■ Problem requirements:
Below are records that should be duplicated exactly, with no image retained.

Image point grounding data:

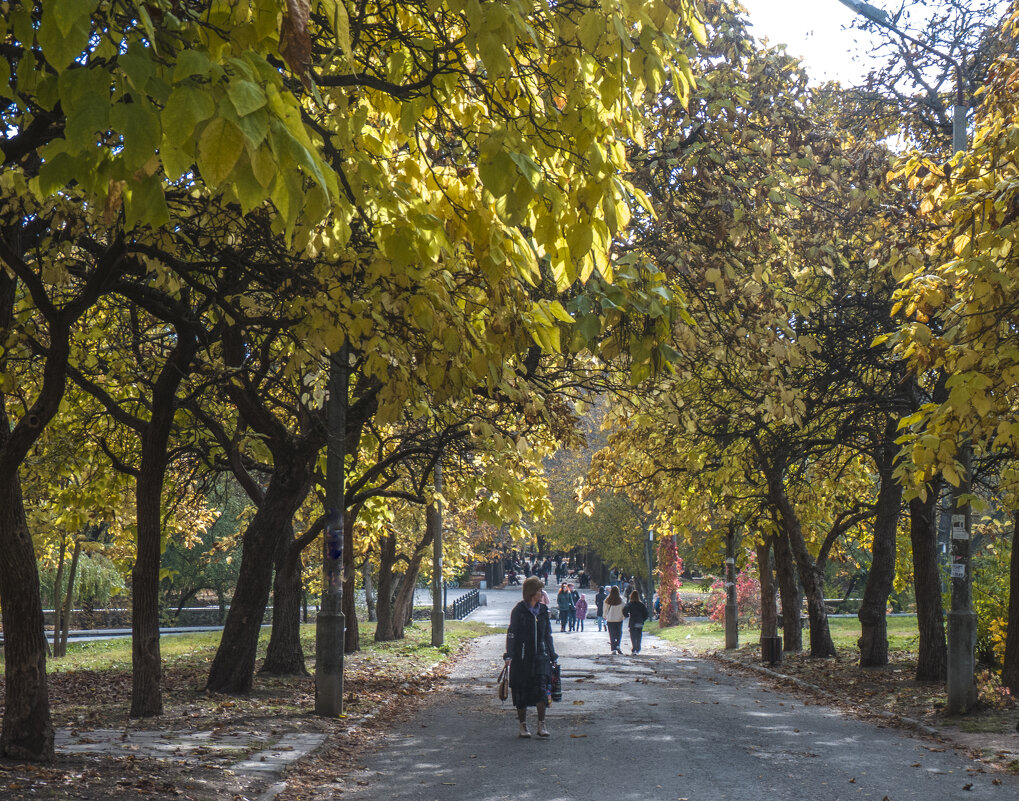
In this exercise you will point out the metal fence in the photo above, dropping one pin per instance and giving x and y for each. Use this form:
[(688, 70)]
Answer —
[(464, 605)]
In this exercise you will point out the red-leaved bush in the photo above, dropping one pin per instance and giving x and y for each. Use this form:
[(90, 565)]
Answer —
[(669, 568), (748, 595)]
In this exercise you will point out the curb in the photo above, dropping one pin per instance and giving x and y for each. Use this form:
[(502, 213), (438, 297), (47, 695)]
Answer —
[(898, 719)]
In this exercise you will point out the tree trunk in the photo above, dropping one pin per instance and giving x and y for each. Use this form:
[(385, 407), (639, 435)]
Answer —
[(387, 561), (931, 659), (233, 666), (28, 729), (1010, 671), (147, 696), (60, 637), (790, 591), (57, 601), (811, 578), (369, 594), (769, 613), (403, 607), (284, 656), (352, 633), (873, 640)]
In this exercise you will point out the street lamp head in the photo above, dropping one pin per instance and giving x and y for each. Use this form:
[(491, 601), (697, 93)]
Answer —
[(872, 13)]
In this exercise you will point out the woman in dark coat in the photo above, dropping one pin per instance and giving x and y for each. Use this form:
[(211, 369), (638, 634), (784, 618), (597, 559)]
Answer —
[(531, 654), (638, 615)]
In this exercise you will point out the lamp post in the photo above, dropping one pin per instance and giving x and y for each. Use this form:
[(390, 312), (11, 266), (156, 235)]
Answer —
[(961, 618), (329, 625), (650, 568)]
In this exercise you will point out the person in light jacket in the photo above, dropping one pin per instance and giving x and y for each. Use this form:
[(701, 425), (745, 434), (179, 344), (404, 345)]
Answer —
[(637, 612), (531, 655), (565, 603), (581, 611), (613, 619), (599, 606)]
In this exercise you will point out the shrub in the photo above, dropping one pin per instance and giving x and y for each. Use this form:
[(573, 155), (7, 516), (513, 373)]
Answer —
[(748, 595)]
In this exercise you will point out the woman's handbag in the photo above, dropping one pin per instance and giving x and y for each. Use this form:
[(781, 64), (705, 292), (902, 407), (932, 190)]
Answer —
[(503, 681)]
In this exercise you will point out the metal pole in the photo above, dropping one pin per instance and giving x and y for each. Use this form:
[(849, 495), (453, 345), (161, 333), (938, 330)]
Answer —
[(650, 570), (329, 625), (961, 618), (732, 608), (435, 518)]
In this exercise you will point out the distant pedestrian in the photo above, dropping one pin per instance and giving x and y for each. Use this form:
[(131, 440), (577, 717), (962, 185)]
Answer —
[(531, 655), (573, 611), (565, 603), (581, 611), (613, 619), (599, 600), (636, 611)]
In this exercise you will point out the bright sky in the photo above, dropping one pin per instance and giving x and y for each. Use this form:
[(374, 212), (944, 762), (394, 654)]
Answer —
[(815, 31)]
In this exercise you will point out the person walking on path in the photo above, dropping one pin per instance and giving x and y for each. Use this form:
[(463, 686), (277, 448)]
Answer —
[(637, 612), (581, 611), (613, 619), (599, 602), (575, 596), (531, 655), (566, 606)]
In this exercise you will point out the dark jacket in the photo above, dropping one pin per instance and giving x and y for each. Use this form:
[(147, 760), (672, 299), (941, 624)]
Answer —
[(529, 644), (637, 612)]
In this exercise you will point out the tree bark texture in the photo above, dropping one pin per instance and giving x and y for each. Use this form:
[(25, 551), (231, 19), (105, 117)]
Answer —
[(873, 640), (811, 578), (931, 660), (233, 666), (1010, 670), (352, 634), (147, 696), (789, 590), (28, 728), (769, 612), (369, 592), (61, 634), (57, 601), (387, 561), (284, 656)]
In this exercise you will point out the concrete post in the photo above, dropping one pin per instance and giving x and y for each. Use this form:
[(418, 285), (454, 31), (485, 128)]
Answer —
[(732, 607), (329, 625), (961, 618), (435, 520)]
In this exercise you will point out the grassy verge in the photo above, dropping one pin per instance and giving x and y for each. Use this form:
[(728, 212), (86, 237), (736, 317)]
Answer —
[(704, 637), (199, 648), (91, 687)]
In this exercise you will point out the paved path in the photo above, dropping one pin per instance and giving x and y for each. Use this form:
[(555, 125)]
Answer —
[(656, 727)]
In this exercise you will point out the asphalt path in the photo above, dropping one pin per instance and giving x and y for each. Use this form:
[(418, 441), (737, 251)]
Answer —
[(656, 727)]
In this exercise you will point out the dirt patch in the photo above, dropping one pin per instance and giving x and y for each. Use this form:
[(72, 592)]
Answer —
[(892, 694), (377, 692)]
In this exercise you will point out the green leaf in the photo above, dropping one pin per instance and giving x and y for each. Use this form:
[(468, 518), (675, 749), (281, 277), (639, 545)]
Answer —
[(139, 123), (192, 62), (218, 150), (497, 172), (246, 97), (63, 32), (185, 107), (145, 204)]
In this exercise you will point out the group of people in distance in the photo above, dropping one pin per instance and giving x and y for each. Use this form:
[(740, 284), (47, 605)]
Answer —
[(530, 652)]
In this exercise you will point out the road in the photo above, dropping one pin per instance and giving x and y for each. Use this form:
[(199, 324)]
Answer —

■ Answer to this task:
In this exercise you will point out the metal fence in the photo above, dropping one pin per instance and giving x and y for each. Use this form:
[(688, 70)]
Answer —
[(464, 605)]
In this exercise you will point out the red-leaved bush in the photo above, dropping one pin per instance and giving x and y for each. Use this form:
[(90, 565)]
Answer —
[(669, 568), (748, 595)]
In this exercise you will point out the curb in the photo above, dropping one pin per instance and giving x and y for each. Use this form:
[(502, 213), (438, 297), (47, 695)]
Answer —
[(898, 719)]
In this exercise you will point out the tree trunk in the photo above, dropping one pin per instance and giving x and y for each. Use this form:
[(385, 407), (639, 435)]
Answer —
[(387, 561), (931, 659), (233, 666), (28, 729), (1010, 671), (147, 696), (60, 637), (790, 591), (57, 601), (811, 578), (369, 594), (769, 613), (403, 607), (284, 656), (352, 633), (873, 640)]
In this exercise you will point out the street lamp head in the photo above, dropping one pin per instance and giving x and y for each. Use this form:
[(491, 601), (697, 93)]
Answer —
[(872, 13)]
In this exercise you will point out the woman in dark coat in the photo above, dropping one pin per instance and giving x and y for each. Use this form:
[(211, 369), (638, 634), (784, 618), (597, 559)]
Answer —
[(531, 654), (638, 615)]
In this exercise you will point out the lamp post in the photo above, dropping one pin per instance and giving x and y for each. Use this form:
[(390, 312), (11, 266), (156, 235)]
Answer —
[(961, 618), (329, 625), (650, 568)]
In this exercise you will point out the person in light jacket in the photo above, dropping one pin per instance and giving x and y for each. Use this form:
[(701, 425), (745, 434), (179, 344), (404, 345)]
Answer —
[(637, 612), (531, 655), (565, 603), (581, 611), (613, 619), (599, 606)]
In this exercise you will point out the shrub in the photo above, dropping one pin per instance and giving x and y for each. Use this form:
[(573, 155), (7, 516), (513, 373)]
Answer —
[(748, 595)]
In this exercise you will point out the woman's handbag in the photo above, dropping one pin per instance and giving x and y for each. Use this form:
[(781, 64), (705, 292), (902, 407), (932, 190)]
Answer —
[(503, 681)]
In this exercise you will point out the metal pole in the photo above, dropping one pin per instance and giving x and y for each. Use this form:
[(849, 495), (453, 345), (161, 333), (938, 330)]
Answer —
[(650, 570), (329, 625), (961, 618), (732, 608), (435, 518)]
In this exercise you will point out the distant pedestrian in the photo above, dropping one pin per instance and giving x and y for each. Use this form:
[(131, 440), (577, 717), (962, 185)]
Answer —
[(531, 655), (573, 611), (565, 603), (581, 611), (613, 619), (599, 600), (636, 611)]
In this exercise you will point out the bright sky in the photo above, dropping one pin per instance and giving x and y for each. Use this form:
[(374, 212), (944, 762), (394, 654)]
Answer —
[(815, 31)]
In this exercise you will point out the person walking on path in the photo above, dropping one pin per instance and giving x and y for each. Use this form:
[(463, 686), (277, 448)]
Answer —
[(637, 612), (581, 611), (613, 619), (599, 602), (575, 596), (531, 655), (566, 606)]
In this exercise you will point out the dark jacket in the photo above, dropping one pin per instance and giving x and y for each. Use this form:
[(147, 760), (672, 299), (941, 624)]
Answer —
[(529, 644), (637, 612)]
In this exercise you will point out the tree bark texture in the photo above, dropping one pin per instance and giving x and y for each. Use this form:
[(25, 551), (231, 19), (105, 117)]
Answer —
[(873, 640), (811, 578), (931, 660), (233, 666), (1010, 670), (352, 634), (147, 696), (789, 590), (28, 728), (769, 612), (369, 592), (61, 634), (57, 601), (387, 561), (284, 656)]
In this exercise you will point out the concrete post in the photo above, dropping one pin per instance and giving x and y for each. Use this form:
[(418, 285), (454, 31), (485, 128)]
Answer —
[(732, 607), (329, 625), (961, 618), (435, 520)]
In this exercise you will point out the grassy verge in the photo above, dropping one pin per instance and giving x and y for each. Use this form:
[(728, 212), (86, 237), (736, 317)]
Answer —
[(704, 637), (199, 648), (91, 687)]
In this exercise you will point out the paved path in the photo above, dropping one pin per instance and giving x and y for each. Use this form:
[(555, 125)]
Answer —
[(656, 727)]
In this exercise you will point out the asphalt path in the photo above, dropping one pin per instance and giving x and y for each. Use this form:
[(418, 441), (737, 251)]
Answer —
[(656, 727)]
In this exercise you will point out the dirt patch in the photo above, dropping one pin per instance and giving x and y for each. Use this form:
[(72, 592)]
Answer —
[(892, 694), (377, 692)]
In this exercise you will point out the green leaf in the photo above, dropping one pin per instance and giving x and y for each. Use this form:
[(468, 518), (675, 749), (281, 277), (639, 545)]
Answer —
[(139, 123), (192, 62), (218, 150), (497, 172), (246, 97), (63, 32), (185, 107), (145, 204)]
In this exercise you will point out the group of people in distance in the photo above, dropping one pin per instance and giving x and y for each. Use this form:
[(740, 284), (47, 605)]
Answer —
[(530, 652)]
In this exercise you will point out the road in the photo above, dropping one pin per instance and giving x and y for each. Use this form:
[(199, 324)]
Answer —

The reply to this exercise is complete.